MATERIAL SUPPLIED:

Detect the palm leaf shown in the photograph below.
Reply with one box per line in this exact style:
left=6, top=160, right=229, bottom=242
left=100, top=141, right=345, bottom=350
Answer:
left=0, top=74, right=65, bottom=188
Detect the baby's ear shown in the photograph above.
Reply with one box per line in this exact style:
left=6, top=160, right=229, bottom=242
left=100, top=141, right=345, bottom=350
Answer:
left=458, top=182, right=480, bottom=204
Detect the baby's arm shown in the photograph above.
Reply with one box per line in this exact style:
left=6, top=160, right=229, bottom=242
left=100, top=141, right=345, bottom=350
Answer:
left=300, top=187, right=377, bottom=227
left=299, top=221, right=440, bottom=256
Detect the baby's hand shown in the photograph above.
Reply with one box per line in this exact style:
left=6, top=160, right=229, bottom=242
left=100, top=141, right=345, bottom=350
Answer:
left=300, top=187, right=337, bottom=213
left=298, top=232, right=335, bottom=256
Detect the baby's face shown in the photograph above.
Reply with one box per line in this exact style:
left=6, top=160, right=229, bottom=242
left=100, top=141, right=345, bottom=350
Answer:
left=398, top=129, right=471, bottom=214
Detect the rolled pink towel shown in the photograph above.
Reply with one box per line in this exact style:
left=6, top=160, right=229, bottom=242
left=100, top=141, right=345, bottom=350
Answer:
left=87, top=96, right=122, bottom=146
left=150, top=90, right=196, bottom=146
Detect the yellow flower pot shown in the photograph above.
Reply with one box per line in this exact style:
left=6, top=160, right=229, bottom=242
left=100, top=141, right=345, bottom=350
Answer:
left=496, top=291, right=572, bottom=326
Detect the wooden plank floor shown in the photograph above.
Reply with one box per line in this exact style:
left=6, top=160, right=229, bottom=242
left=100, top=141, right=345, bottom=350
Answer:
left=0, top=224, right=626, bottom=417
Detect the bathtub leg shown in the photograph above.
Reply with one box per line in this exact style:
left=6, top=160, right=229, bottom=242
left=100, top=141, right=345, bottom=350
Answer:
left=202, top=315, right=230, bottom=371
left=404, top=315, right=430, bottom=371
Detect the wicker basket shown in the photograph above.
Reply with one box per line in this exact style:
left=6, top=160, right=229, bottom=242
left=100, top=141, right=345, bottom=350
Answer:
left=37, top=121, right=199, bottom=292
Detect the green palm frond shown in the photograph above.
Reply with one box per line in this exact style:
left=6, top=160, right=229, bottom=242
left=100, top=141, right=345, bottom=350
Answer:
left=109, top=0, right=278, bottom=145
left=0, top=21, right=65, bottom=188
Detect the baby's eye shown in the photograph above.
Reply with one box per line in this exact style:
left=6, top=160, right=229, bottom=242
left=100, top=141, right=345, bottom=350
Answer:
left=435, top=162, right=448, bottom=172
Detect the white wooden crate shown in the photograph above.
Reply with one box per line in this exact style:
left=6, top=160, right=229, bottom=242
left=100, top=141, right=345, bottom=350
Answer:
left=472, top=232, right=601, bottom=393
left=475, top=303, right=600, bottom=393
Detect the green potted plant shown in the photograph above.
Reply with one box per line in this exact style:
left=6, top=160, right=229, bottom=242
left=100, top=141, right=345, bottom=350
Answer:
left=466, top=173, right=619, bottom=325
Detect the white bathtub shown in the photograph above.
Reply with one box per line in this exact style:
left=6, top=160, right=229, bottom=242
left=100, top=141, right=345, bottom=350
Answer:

SET EXERCISE: Rewrite every line of the material above as a numbered list, skipping any blank lines.

WORKED SOLUTION:
1. Detect the palm leaf shown in the photograph below.
2. Reply with one box per line in this exact style:
3. left=6, top=160, right=229, bottom=242
4. left=100, top=141, right=345, bottom=350
5. Answer:
6. left=0, top=74, right=65, bottom=188
7. Detect the baby's ear shown in the photograph above.
8. Reply with one box per line in this exact style:
9. left=6, top=160, right=229, bottom=242
10. left=100, top=141, right=345, bottom=350
11. Answer:
12. left=458, top=182, right=480, bottom=204
13. Detect the baby's arm shown in the photograph above.
14. Reply with one box per line in this exact style:
15. left=6, top=160, right=229, bottom=242
16. left=100, top=141, right=345, bottom=350
17. Answer:
18. left=300, top=187, right=377, bottom=227
19. left=299, top=221, right=440, bottom=256
20. Detect the baby's hand shown in the photograph above.
21. Reply with one box per line in this exact style:
22. left=6, top=160, right=229, bottom=242
23. left=100, top=141, right=345, bottom=350
24. Answer:
25. left=300, top=187, right=337, bottom=213
26. left=298, top=232, right=335, bottom=256
27. Detect the baby's face shown in the photograph above.
28. Reply with one box per line in this exact style:
29. left=6, top=160, right=229, bottom=242
30. left=100, top=141, right=345, bottom=350
31. Answer:
32. left=398, top=129, right=471, bottom=214
33. Detect the rolled pink towel shown in the photograph above.
34. Reply with one box per line in this exact style:
35. left=6, top=160, right=229, bottom=242
36. left=100, top=141, right=345, bottom=350
37. Answer:
38. left=87, top=96, right=122, bottom=146
39. left=150, top=90, right=196, bottom=146
40. Detect the yellow flower pot shown in the photograph above.
41. Reply with one box per line in this exact style:
42. left=6, top=160, right=229, bottom=242
43. left=100, top=141, right=345, bottom=350
44. Answer:
45. left=496, top=291, right=572, bottom=326
46. Detect the wooden plank floor shown in the photograph above.
47. Reply with one box per line in this exact style:
48. left=6, top=160, right=229, bottom=242
49. left=100, top=141, right=345, bottom=350
50. Answer:
51. left=0, top=224, right=626, bottom=417
52. Detect the bathtub leg shown in the photograph above.
53. Reply with one box per line in this exact style:
54. left=6, top=160, right=229, bottom=242
55. left=100, top=141, right=345, bottom=350
56. Answer:
57. left=202, top=315, right=230, bottom=371
58. left=404, top=315, right=430, bottom=371
59. Detect the wicker basket shown in the photograph above.
60. Reply with one box per line in this exact style:
61. left=6, top=160, right=229, bottom=242
62. left=100, top=141, right=345, bottom=350
63. Answer:
64. left=37, top=121, right=199, bottom=292
65. Detect the green palm frond shown in the photograph above.
66. Reply with one box per line in this exact style:
67. left=6, top=160, right=229, bottom=242
68. left=100, top=141, right=345, bottom=350
69. Answer:
70. left=109, top=0, right=278, bottom=145
71. left=0, top=21, right=65, bottom=188
72. Detect the baby's eye shown in the photograph above.
73. Reply with one box per line in this exact style:
74. left=6, top=160, right=229, bottom=242
75. left=100, top=141, right=345, bottom=350
76. Answer:
77. left=435, top=162, right=448, bottom=172
78. Detect the white wooden crate shown in the photograph above.
79. Reply with one box per line in this exact style:
80. left=6, top=160, right=229, bottom=242
81. left=100, top=141, right=345, bottom=350
82. Answer:
83. left=472, top=232, right=601, bottom=393
84. left=475, top=303, right=600, bottom=393
85. Detect the green potted plant shown in the photograph above.
86. Reply with one box per line in this exact style:
87. left=6, top=160, right=229, bottom=242
88. left=100, top=141, right=345, bottom=350
89. Answer:
90. left=466, top=173, right=619, bottom=325
91. Detect the white bathtub shown in the photograph above.
92. Reply with one box per line in this exact style:
93. left=6, top=160, right=229, bottom=242
94. left=100, top=141, right=345, bottom=350
95. Answer:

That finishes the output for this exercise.